** SOAL LATIHAN **
**A)** Tulis ulang tanpa perubahan bagian berita pameran Babad Diponegoro yang bermula pada "Info disampaikan seorang" dan berlanjut hingga "1 Februari 2019.".
**B)** Tentukan apakah setiap pernyataan berikut sesuai dengan berita pameran Babad Diponegoro. Jawab ya atau tidak, lalu kutip kata-kata berita yang menentukan jawaban itu. (i) Pembukaan pameran berlangsung pada Jumat malam, 1 Februari 2019. (ii) Karya-karya ditata di Taman Budaya Yogyakarta. (iii) Menurut Daru Artono, seluruh karya sudah masuk.
**C)** Teruskan berita pameran Babad Diponegoro mulai dari kalimat terakhir yang tercantum.

** BAGIAN TEKS **
=-=-=-=-=

Sore Ini Panitia Mulai Tata Karya Lukis Babad Diponegoro
Mulai Senin (28/1/2019) sore ini, panitia pameran Gambar Babad Diponegoro akan mendisplai karya-karya para seniman yang sudah mulai terkumpul
Penulis: Setya Krisna Sumargo | Editor: Mona Kriesdinar
TRIBUNJOGJA.COM, YOGYA – Mulai Senin (28/1/2019) sore ini, panitia pameran Gambar Babad Diponegoro akan mendisplai karya-karya para seniman yang sudah mulai terkumpul. Karya akan ditata di Jogja Gallery, Pekapalan Alun-alun Utara Keraton Yogyakarta.
Info disampaikan seorang anggota tim teknis pameran Sastra Rupa Gambar Babad Diponegoro, Daru Artono, Senin (28/1/2019) pagi ini. “Sudah lima puluh persen karya masuk,” kata Daru kepada Tribunjogja.com.

Sejauh ini menurut Daru belum ditemukan kendala atau masalah berarti terkait pelaksanaan pameran pertama lukisan sejarah khusus kisah Pangeran Diponegoro ini. Pembukaan akan digelar Jumat malam, 1 Februari 2019.
Pengabdian Terakhir, Lukisan Babad Diponegoro Karya Gus Black yang Wah dan Sarat Makna
Sebanyak 50 karya lukis dari total 51 pelukis/perupa aneka aliran, akan dipamerkan di Jogja Gallery pada 1-24 Februari 2019. Semua lukisan berkisah tentang kehidupan Pangeran Diponegoro.

=-=-=-=-=

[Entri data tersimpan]
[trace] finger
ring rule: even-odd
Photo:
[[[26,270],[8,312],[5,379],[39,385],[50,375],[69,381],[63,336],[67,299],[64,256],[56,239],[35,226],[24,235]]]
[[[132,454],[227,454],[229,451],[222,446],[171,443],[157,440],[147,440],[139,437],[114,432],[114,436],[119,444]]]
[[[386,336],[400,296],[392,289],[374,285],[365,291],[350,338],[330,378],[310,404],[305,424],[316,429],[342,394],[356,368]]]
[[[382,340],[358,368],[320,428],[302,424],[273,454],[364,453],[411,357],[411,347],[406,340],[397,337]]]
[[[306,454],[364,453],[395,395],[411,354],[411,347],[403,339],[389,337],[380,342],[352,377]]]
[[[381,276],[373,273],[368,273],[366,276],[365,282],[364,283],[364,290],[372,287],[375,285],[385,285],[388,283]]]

=-=-=-=-=

** JAWABAN YANG DIHARAPKAN **
**A)**
Info disampaikan seorang anggota tim teknis pameran Sastra Rupa Gambar Babad Diponegoro, Daru Artono, Senin (28/1/2019) pagi ini. “Sudah lima puluh persen karya masuk,” kata Daru kepada Tribunjogja.com.

Sejauh ini menurut Daru belum ditemukan kendala atau masalah berarti terkait pelaksanaan pameran pertama lukisan sejarah khusus kisah Pangeran Diponegoro ini. Pembukaan akan digelar Jumat malam, 1 Februari 2019.

**B)**
(i) Ya: "Pembukaan akan digelar Jumat malam, 1 Februari 2019."
(ii) Tidak: "Karya akan ditata di Jogja Gallery, Pekapalan Alun-alun Utara Keraton Yogyakarta."
(iii) Tidak: "Sudah lima puluh persen karya masuk"

**C)**
Inilah Enam Tantangan Galuh Tajimalela Melukis Gambar Babad Diponegoro
Kuratornya Dr Mikke Susanto (ISI) dan Dr Sri Margana (FIB UGM). Menurut Mikke pameran ini monumental karena untuk pertama kali dipamerkan karya-karya lukis yang khusus bercerita tentang perjalanan hidup Pangeran Diponegoro sejak kecil hingga ditipu di Magelang.

Deskripsi adegan bersumber Babad Diponegoro, yang ditulis sendiri oleh Pangeran Diponegoro. Babad Diponegoro yang ditulis selama pengasingan Dipoengoro di Manado hingga Makassar.
Mikke menyebutkan semua karya lukis yang dipamerkan dari 51 pelukis Indonesia ini memiliki kehebatan masing-masing. Karya-karya itu juga memiliki ciri khas, pesan, makna, dan simbol-simbol sesuai kehendak pelukisnya.
“Meski semua bersandarkan pada teks Babad Diponegoro. Kita ingin para pelukisnya disiplin pada naskah penting yang dikerjakan sendiri oleh Diponegoro,” kata pengajar di ISI yang menyelesaikan master dan doktornya di UGM ini.

“Ini kisah nyata yang dituangkan dalam lukisan,” lanjut Mikke, sembari menjelaskan sekurangnya tiga catatan penting terkait proses penciptaan karya. Pertama, kurator dan para seniman yang terlibat dibebaskan untuk memvisualisasikan wajah Diponegoro.
“Tidak ada dokumen foto wajah Diponegoro yang pernah diketahui. Adanya sketsa wajah karya AJ Bik yang dibuat saat Diponegoro transit di Staadhuis, Batavia pada April 1830, sesudah ditangkap. Sketsa itu menurut Mikke berdasar riset Peter Carey, tidak mencerminkan wajah Diponegoro yang sebenarnya.
“Saat disketsa itu Diponegoro sedang sakit malaria, sehingga wajahnya terlihat kurus, pipi cekung dengan tulang pipinya menonjol,” katanya. Karena memang tidak ada foto yang bisa menunjukkan wajah sahih sang pangeran, soal visualisasi wajah para pelukis diberi keleluasan berimajinasi.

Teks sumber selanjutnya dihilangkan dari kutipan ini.